### Prompt
Reproduce the listing below line for line, without changing any wording or numbers, and leave the pictures out.
★ ★ ★ ★ ★ ★ ★
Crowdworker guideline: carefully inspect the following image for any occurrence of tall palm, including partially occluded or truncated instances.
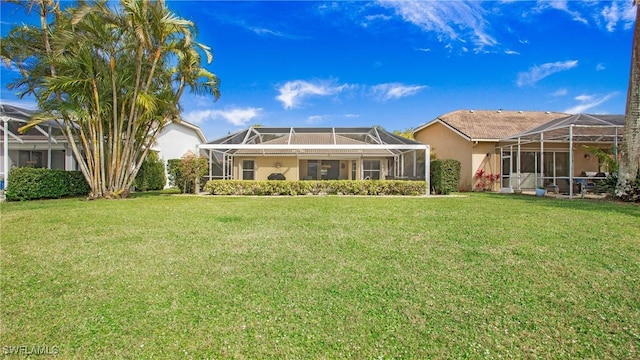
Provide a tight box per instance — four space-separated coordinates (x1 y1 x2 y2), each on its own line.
2 0 220 197
616 1 640 199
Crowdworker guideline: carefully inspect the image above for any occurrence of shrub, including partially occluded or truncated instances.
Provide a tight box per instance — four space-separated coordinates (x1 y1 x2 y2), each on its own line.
5 168 91 201
167 155 208 194
597 171 640 202
204 180 426 196
431 159 460 195
133 151 167 191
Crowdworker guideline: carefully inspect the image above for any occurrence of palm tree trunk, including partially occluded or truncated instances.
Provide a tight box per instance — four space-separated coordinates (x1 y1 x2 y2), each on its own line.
616 6 640 200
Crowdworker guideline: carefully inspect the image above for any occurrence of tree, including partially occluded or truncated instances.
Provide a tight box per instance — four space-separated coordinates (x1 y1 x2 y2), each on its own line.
133 151 167 191
616 1 640 200
1 0 220 198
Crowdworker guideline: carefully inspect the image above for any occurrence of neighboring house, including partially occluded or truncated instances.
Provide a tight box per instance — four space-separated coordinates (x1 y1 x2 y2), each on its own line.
151 120 207 187
199 127 429 181
0 104 77 180
414 110 624 193
0 104 207 188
★ ★ ★ ★ ★ ★ ★
### Expected output
Crowdworker guideline: carefully inspect the following image for any occurrence of tall palm, including partially occluded or truncated instances.
Provide a tight box per instance — four space-separated coordinates (x1 y1 x2 y2), each on its own line.
2 0 220 197
616 1 640 199
Crowdworker guideline: carefully inspect the image above for any occurrence of shrub, including partially occluded or truncated instances.
Provide a tight box per instance — four space-separated coordinates (x1 y1 x2 y2), each on its own line.
5 168 91 201
167 155 208 194
597 171 640 202
204 180 426 196
431 159 460 195
133 151 167 191
Crowdworker guideline: carefully inspect the image above for any occurrence of palm tree trunk, including partially occluded or truncated instances.
Provide a tight box per instance — four space-separated coordinates (x1 y1 x2 y2), each on its own line.
616 6 640 200
Crowdworker guideline: carefully inspect the image above for any occurrence of tree, including partially occluded or truncated instances.
Provide a tight box per instance — four space-separated coordinates (x1 y1 x2 y2), each on its own line.
133 151 167 191
616 1 640 200
1 0 220 198
Crowdworker guideline: carefully inspect the image above for any occurrence of neighboring house, including partially occluded or truncated instances.
Provide a tight box per instance — four space-separated coordinates (x1 y1 x2 y2), each on its own line.
151 120 207 187
199 127 429 181
0 104 77 180
414 110 624 193
0 104 207 188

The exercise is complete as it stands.